*** Data section ***

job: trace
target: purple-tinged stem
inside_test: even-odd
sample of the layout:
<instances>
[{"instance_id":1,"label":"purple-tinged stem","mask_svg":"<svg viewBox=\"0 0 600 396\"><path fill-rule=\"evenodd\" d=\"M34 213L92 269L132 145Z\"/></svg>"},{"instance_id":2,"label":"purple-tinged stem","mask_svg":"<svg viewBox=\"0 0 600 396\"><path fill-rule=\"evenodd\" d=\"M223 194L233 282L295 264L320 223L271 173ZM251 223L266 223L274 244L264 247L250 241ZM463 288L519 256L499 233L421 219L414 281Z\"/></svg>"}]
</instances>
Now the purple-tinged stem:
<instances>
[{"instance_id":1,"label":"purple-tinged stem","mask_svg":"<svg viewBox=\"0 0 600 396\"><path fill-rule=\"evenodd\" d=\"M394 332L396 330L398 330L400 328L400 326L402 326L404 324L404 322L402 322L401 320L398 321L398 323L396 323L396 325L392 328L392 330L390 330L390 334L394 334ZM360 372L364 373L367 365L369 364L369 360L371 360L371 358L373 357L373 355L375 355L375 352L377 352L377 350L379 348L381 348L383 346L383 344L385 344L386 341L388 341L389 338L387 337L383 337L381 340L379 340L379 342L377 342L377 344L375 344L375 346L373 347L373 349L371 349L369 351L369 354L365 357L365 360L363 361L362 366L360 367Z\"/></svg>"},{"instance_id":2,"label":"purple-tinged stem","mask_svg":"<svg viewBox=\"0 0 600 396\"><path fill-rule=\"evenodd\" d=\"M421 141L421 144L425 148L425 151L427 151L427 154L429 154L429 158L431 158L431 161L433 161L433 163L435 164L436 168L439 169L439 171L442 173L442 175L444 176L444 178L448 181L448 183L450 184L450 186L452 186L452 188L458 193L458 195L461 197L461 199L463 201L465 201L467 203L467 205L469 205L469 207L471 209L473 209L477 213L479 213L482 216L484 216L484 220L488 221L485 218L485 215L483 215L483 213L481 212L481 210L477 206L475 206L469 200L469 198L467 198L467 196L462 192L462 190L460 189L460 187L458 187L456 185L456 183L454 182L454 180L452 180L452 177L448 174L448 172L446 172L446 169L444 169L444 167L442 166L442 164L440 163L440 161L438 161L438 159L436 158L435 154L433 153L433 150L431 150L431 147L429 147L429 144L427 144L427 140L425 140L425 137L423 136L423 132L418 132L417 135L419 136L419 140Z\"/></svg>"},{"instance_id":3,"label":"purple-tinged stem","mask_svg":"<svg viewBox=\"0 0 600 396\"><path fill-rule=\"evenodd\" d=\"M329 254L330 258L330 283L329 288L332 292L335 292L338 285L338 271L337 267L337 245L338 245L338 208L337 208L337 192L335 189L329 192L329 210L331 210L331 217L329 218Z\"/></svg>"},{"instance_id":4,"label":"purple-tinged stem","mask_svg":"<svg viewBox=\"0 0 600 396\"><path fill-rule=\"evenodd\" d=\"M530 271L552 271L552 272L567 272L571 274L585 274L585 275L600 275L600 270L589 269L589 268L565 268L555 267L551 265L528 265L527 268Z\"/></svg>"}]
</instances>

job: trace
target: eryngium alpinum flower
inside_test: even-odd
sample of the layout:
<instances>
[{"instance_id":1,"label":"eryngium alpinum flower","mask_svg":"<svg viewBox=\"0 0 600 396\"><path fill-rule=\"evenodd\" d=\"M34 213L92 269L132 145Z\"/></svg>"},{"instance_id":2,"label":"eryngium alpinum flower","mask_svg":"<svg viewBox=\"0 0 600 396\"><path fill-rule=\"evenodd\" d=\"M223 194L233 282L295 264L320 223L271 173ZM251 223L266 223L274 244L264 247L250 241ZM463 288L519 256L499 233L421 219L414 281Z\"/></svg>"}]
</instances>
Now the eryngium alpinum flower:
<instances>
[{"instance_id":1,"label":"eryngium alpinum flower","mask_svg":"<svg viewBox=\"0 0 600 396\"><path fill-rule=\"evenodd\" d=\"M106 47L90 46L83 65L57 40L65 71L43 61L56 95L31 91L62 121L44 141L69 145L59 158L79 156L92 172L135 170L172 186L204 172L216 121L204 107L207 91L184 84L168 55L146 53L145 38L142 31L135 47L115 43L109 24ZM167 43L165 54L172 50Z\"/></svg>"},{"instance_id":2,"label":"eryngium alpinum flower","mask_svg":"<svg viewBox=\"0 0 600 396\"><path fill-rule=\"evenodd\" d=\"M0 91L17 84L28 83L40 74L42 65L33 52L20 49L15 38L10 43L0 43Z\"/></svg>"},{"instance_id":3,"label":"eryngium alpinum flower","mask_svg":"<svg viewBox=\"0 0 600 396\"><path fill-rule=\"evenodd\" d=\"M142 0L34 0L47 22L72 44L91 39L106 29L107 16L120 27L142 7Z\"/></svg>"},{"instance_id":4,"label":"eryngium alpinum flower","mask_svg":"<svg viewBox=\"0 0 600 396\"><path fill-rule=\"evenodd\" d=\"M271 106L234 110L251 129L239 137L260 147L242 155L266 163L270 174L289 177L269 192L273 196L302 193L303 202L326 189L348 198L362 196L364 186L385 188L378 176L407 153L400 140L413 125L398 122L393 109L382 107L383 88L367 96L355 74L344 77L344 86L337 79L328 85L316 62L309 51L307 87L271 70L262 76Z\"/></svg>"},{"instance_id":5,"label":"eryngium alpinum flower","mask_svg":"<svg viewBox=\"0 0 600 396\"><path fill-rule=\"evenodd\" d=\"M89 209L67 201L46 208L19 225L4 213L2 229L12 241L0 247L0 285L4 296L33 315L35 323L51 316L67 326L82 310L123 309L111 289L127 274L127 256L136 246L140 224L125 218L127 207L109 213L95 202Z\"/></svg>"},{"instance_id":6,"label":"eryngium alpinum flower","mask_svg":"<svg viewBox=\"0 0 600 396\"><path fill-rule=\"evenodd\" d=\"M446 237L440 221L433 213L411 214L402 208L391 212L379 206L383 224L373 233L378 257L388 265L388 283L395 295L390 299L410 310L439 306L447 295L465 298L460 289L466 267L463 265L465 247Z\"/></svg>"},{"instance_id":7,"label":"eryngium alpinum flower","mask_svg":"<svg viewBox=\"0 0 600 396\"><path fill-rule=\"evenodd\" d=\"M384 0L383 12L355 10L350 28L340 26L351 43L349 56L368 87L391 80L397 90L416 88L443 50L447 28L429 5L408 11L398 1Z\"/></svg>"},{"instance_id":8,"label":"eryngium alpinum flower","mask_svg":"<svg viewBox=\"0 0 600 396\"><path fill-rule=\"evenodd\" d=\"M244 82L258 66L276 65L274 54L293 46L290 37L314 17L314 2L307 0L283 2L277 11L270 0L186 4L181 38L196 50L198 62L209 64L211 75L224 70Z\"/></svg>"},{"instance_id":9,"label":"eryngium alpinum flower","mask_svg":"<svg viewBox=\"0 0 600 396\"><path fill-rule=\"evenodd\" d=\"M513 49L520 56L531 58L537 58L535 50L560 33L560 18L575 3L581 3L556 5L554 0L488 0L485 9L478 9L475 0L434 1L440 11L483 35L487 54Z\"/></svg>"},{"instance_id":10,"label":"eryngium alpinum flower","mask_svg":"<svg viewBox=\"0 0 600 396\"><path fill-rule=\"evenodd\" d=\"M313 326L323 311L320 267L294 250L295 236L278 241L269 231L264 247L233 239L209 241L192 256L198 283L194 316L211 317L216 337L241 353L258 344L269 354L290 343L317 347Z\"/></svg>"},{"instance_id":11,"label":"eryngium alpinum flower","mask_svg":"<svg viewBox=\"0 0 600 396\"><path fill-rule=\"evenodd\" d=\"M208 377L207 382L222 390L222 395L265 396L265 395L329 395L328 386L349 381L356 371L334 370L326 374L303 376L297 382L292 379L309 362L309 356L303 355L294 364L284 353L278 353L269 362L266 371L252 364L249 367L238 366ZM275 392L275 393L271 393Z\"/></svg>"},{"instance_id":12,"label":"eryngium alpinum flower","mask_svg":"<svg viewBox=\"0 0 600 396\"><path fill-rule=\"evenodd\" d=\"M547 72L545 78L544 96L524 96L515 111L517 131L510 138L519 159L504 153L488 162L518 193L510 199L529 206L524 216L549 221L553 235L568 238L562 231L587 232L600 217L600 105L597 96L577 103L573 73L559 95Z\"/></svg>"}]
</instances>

*** End of Data section ***

From the listing above, copy every line that includes the word "target".

Answer space
target: purple-tinged stem
target: eryngium alpinum flower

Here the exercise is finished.